Directions: Continue the mailing-list thread on load clustering in the machine scheduler, picking up right after its last sentence.

Source passage:
****************
[LLVMdev] Question about load clustering in the machine scheduler

Fri Mar 27 07:52:04 PDT 2015

On Thu, Mar 26, 2015 at 11:50:20PM -0700, Andrew Trick wrote:
> 
> > On Mar 26, 2015, at 7:36 PM, Tom Stellard <tom at stellard.net> wrote:
> > 
> > Hi,
> > 
> > I have a program with over 100 loads (each with a 10 cycle latency)
> > at the beginning of the program, and I can't figure out how to get
> > the machine scheduler to intermix ALU instructions with the loads to
> > effectively hide the latency.
> > 
> > It seems the issue is with load clustering.  I restrict load clustering
> > to 4 at a time, but when I look at the debug output, the loads are
> > always being scheduled based on the fact that that are clustered. e.g.
****************
Stored data:
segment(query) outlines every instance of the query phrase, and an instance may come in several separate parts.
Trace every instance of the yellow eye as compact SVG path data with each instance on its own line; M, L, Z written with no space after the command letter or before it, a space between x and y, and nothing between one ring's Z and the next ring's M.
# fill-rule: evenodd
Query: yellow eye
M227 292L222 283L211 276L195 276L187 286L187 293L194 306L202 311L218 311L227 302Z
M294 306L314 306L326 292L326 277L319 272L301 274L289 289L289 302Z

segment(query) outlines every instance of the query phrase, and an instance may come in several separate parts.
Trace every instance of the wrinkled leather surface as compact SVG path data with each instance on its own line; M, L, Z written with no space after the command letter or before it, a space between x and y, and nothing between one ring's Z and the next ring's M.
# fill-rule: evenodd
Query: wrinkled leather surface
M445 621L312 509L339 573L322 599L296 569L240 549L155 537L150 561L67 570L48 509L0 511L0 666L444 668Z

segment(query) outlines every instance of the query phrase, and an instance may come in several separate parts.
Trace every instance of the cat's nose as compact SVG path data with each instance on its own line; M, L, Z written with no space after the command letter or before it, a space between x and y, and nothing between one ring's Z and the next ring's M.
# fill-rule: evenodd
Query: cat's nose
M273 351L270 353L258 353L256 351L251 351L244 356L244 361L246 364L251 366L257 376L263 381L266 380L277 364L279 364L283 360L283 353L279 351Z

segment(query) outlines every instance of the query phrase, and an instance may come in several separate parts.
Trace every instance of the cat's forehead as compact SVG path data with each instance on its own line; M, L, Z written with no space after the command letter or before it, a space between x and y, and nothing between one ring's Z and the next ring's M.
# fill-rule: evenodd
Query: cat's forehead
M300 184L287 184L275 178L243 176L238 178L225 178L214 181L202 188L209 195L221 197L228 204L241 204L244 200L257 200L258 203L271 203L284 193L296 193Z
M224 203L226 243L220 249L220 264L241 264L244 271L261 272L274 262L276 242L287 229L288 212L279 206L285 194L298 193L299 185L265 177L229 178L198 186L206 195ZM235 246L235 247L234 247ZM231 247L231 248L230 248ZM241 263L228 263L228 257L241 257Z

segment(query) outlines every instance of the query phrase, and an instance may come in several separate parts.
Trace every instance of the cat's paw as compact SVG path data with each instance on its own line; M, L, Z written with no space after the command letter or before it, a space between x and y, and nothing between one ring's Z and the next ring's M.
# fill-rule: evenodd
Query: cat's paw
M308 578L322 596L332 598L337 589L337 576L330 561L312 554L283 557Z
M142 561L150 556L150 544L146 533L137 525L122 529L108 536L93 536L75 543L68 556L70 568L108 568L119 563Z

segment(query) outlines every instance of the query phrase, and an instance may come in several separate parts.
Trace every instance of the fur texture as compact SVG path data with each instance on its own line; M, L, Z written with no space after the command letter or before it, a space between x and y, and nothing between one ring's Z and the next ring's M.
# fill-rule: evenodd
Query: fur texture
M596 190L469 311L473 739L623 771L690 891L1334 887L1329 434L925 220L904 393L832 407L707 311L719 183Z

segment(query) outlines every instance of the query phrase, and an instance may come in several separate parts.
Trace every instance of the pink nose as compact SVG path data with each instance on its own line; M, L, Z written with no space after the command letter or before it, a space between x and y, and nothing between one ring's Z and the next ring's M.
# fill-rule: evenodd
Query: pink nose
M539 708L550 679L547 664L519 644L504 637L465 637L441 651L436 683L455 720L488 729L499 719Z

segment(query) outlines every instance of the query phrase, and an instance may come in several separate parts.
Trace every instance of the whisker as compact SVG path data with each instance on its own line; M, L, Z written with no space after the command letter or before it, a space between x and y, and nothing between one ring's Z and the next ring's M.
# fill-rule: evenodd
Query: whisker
****************
Task output:
> > 
> > Pick Top CLUSTER
> > Scheduling SU(10) %vreg13<def> = S_BUFFER_LOAD_DWORD_IMM %vreg9, 4; mem:LD4[<unknown>] SGPR_32:%vreg13 SReg_128:%vreg9
> 
> Well, only 4 loads in a sequence should have the “cluster” edges. You should be able to see that when the DAG is printed before scheduling.
> 

There are 4 consecutive 'Pick Top CLUSTER' then a 'Pick Top WEAK' and
then the pattern repeats itself.  All of these are loads.

> Even without that limit, stalls take precedence over load clustering. So when you run out of load resources (15?) the scheduler should choose something else.
> 

Is this the code that checks for stalls?

  if (tryLess(Zone.getLatencyStallCycles(TryCand.SU),
              Zone.getLatencyStallCycles(Cand.SU), TryCand, Cand, Stall))

It is disabled if (!SU->isUnbuffered)

> > I have a feeling there is something wrong with my machine model in the
> > R600 backend, but I've experimented with a few variations of it and have
> > been unable to solve this problem.  Does anyone have any idea what I
> > might be doing wrong?
> 
> Sorry, not without actually looking through the debug output. The output lists the cycle time at each instruction, so you can see where the scheduler thinks the stalls are.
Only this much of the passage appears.